** start of MATERIAL PROVIDED **

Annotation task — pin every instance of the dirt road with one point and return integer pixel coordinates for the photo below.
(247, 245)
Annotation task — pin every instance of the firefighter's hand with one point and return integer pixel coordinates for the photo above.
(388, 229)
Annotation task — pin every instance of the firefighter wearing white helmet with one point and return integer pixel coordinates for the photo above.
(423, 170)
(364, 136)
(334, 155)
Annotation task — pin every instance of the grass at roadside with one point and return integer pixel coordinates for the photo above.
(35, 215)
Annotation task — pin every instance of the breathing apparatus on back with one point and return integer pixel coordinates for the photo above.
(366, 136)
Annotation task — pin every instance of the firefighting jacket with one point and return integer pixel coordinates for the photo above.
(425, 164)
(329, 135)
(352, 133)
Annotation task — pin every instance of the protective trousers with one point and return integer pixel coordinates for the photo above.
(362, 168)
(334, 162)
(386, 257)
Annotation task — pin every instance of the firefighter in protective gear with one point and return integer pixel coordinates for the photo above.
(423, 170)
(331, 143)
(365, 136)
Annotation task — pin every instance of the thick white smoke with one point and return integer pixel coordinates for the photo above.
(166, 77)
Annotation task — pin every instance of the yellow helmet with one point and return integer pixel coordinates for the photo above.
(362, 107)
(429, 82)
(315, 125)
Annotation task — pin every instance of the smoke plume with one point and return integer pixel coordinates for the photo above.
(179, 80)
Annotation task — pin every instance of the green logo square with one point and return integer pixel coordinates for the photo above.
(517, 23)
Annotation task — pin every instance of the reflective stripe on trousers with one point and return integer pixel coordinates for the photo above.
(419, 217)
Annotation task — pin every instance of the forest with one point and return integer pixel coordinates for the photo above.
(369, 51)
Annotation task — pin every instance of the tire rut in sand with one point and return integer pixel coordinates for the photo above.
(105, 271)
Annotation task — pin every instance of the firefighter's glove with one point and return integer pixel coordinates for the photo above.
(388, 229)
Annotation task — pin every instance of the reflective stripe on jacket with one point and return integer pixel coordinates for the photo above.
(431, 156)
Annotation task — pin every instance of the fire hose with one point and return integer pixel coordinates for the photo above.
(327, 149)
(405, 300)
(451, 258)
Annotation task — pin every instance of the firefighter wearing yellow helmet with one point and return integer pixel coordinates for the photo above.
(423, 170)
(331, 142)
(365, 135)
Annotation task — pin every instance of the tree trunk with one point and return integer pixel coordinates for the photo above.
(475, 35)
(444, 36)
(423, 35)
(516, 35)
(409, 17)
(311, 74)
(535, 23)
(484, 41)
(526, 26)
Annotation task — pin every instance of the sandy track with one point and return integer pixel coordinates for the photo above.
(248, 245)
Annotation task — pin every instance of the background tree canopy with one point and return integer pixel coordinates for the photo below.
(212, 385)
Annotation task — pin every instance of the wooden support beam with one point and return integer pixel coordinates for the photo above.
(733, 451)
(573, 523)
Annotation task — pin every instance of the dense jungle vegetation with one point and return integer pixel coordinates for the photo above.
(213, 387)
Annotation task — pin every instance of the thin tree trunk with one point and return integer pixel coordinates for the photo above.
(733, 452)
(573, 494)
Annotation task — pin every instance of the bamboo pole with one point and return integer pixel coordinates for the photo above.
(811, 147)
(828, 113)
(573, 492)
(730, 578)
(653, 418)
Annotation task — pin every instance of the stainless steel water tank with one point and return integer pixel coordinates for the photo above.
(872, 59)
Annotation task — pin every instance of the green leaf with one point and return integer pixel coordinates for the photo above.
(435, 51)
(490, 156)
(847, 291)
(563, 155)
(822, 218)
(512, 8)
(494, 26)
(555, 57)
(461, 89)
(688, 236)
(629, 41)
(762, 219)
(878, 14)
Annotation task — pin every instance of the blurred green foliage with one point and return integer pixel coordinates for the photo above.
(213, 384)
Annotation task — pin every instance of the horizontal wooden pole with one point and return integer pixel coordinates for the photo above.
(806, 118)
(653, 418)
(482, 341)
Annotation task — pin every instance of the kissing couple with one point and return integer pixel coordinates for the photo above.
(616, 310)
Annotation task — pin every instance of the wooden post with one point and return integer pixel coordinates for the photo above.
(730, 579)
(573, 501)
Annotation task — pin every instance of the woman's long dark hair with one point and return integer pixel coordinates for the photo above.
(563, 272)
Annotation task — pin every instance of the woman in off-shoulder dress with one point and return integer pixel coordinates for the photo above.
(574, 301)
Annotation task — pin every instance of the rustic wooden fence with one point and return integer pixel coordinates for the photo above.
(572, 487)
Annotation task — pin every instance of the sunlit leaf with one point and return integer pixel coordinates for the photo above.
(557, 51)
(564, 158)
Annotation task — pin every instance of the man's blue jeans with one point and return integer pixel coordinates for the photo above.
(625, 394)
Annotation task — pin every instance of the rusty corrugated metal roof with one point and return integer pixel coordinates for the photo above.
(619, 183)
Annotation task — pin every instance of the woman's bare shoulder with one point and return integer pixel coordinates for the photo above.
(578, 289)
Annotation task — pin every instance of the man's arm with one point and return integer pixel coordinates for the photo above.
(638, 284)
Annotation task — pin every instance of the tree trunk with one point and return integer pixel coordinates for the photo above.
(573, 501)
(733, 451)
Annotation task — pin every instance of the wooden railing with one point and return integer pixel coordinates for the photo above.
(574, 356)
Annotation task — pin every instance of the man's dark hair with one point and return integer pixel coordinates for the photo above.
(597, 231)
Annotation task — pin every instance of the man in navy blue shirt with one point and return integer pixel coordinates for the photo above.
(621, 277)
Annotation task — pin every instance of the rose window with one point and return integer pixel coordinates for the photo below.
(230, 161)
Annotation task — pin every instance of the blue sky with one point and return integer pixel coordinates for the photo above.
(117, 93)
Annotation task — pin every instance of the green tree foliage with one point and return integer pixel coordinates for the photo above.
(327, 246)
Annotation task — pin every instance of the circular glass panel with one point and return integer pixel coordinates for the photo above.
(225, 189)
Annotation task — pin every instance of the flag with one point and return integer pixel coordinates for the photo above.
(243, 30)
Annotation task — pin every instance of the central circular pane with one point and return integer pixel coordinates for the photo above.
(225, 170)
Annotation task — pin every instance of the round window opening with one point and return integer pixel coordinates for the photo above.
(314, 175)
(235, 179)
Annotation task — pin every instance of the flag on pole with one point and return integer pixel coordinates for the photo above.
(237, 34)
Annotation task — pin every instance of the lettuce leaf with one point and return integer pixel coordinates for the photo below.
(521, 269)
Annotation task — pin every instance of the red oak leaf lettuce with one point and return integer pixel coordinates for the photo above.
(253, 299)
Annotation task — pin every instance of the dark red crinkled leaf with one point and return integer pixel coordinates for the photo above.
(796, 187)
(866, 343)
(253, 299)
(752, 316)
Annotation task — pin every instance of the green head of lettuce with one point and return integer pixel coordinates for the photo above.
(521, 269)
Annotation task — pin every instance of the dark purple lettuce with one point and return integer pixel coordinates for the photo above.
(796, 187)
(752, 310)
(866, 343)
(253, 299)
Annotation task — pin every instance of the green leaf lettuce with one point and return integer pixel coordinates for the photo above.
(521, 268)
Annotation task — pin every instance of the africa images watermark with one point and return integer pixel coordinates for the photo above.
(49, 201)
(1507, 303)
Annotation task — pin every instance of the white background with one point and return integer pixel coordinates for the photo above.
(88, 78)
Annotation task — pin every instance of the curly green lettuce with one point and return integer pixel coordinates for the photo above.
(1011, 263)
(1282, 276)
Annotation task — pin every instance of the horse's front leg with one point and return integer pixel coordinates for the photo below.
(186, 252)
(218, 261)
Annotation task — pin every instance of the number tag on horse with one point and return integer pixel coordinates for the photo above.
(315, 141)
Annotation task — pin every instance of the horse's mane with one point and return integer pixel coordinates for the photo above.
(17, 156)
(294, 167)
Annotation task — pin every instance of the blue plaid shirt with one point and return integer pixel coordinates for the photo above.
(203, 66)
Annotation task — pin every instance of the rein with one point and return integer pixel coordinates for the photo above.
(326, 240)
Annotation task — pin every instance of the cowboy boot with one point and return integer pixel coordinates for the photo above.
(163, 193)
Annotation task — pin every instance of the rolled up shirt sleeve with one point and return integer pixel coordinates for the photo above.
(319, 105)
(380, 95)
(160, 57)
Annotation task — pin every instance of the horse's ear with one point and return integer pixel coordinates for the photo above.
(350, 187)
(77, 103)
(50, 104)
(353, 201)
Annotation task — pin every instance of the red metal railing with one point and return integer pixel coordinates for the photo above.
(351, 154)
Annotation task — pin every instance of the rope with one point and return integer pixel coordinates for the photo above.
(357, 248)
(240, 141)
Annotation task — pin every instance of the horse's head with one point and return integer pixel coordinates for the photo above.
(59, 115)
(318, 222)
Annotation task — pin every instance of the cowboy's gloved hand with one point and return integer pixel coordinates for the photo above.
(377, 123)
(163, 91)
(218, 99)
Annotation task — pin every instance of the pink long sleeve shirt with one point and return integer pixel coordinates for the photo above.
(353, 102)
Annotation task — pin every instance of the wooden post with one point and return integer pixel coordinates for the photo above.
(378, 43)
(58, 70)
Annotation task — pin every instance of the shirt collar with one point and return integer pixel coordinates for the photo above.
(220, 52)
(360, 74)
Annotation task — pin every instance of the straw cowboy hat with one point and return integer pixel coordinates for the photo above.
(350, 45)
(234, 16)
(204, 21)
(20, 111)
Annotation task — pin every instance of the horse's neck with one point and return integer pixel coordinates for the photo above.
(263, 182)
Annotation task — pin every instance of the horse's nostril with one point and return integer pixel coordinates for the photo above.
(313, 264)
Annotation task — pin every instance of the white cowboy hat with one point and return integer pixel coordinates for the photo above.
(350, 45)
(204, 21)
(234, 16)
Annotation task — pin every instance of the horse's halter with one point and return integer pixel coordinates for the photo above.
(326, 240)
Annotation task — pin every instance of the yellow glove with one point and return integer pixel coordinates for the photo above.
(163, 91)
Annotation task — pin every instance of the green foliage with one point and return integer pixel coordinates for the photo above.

** end of MATERIAL PROVIDED **

**WHAT THE TASK REQUIRES:** The lines to quote run from the one containing "Annotation task — pin every instance of the pink" through the final line of the material above; please give them exactly, both ends included, and nothing else.

**ANSWER TO THIS TASK:**
Annotation task — pin every instance of the pink long sleeve shirt with one point and return integer pixel coordinates for the photo above.
(353, 102)
Annotation task — pin every instance of the wooden post with one point and return integer pixel coordinates for the photo above.
(378, 43)
(58, 70)
Annotation task — pin every instance of the shirt collar with one point and return integer pixel coordinates for the photo above.
(220, 52)
(360, 74)
Annotation task — pin every instance of the straw cowboy hat with one point and return integer pixel coordinates for the photo above.
(350, 45)
(234, 16)
(204, 21)
(20, 111)
Annotation task — pin every instance of the horse's neck with one point and return integer pixel coordinates for the photo above.
(263, 182)
Annotation task — pin every instance of the horse's nostril with one point and return integer pixel coordinates for the photo above.
(313, 264)
Annotation task — pin every instance of the white cowboy hat with one point and return integer pixel coordinates for the photo above.
(350, 45)
(204, 21)
(234, 16)
Annotation task — pin every instance of the horse's halter with one point and return integer pixel coordinates for the photo above.
(326, 240)
Annotation task — pin every instance of the yellow glove with one point and return integer pixel coordinates for the photo above.
(163, 91)
Annotation task — pin every instance of the green foliage with one point and return integer pixel coordinates for the photo above.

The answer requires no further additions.